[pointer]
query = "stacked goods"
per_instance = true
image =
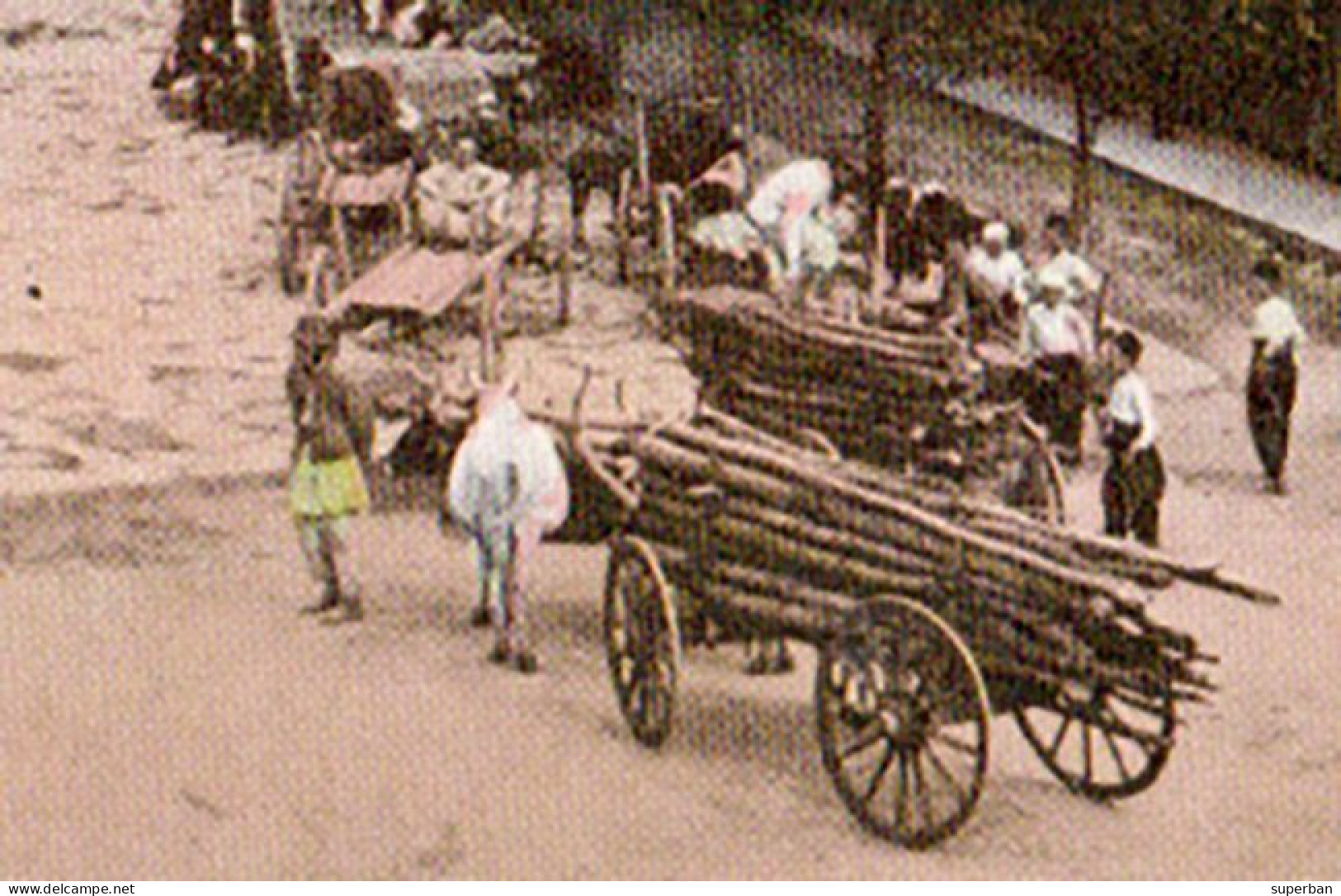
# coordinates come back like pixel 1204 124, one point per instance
pixel 883 396
pixel 793 540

========================

◆ WHAT YOU SHOULD DO: Please reproduce the listing exactly, leaving out any pictures.

◆ FINISHED EXERCISE:
[pointer]
query = "stacked goods"
per_instance = true
image =
# coordinates come back like pixel 1204 124, one point per instance
pixel 883 396
pixel 793 540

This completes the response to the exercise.